Write out exactly the lines below that run from the line containing "You are given a photograph. Could you point to the brown" through the last line of the records.

Records:

** start **

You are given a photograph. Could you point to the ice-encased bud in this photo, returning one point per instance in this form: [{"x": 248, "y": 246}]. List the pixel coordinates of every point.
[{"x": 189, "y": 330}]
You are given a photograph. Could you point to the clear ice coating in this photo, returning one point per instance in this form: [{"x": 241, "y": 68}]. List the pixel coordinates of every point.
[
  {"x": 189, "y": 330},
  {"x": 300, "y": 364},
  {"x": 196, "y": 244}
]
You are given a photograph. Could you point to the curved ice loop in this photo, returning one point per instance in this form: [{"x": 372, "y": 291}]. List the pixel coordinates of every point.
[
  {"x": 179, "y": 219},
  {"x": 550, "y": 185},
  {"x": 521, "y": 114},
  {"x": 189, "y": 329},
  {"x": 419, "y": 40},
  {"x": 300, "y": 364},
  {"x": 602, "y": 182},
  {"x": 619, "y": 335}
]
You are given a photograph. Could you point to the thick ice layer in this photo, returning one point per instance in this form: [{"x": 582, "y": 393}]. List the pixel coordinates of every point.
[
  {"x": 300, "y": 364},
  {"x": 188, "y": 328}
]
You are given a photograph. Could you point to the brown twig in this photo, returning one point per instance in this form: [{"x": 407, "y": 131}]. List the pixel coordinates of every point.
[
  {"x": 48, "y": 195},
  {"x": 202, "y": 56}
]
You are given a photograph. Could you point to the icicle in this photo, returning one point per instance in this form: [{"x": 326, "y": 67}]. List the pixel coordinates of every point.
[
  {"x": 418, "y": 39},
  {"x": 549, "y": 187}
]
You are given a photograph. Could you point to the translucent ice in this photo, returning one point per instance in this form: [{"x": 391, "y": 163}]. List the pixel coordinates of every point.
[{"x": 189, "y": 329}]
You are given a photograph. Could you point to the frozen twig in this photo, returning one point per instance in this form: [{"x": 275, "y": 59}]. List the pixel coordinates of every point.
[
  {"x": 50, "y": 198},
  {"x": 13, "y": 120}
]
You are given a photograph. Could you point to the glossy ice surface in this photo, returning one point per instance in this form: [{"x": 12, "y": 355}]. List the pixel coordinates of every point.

** end **

FINISHED TASK:
You are given a photograph. Could you point to the brown twig in this photo, returning one point per instance in this form: [{"x": 407, "y": 131}]. List the pixel coordinates of every point.
[
  {"x": 48, "y": 195},
  {"x": 202, "y": 56}
]
You are given a photograph. Could you point to the icicle in this photo, returning one point per instance in this form: [{"x": 326, "y": 67}]. List the pixel coordinates of every point.
[
  {"x": 418, "y": 39},
  {"x": 549, "y": 187}
]
You are given a photograph. Could you point to the translucent ice in this photo, returning one point per instance in this form: [{"x": 391, "y": 163}]. List the pixel coordinates of every point.
[{"x": 189, "y": 329}]
You are given a photograph. Could you point to the frozen twig in this photo, returning one point per instance in this form: [{"x": 275, "y": 59}]. List the pixel coordinates of every point.
[
  {"x": 50, "y": 198},
  {"x": 13, "y": 120}
]
You are given a photograph. Could you point to the glossy ice surface in this photo, returning one point per instance in this form: [{"x": 12, "y": 355}]. List the pixel coordinates of every point.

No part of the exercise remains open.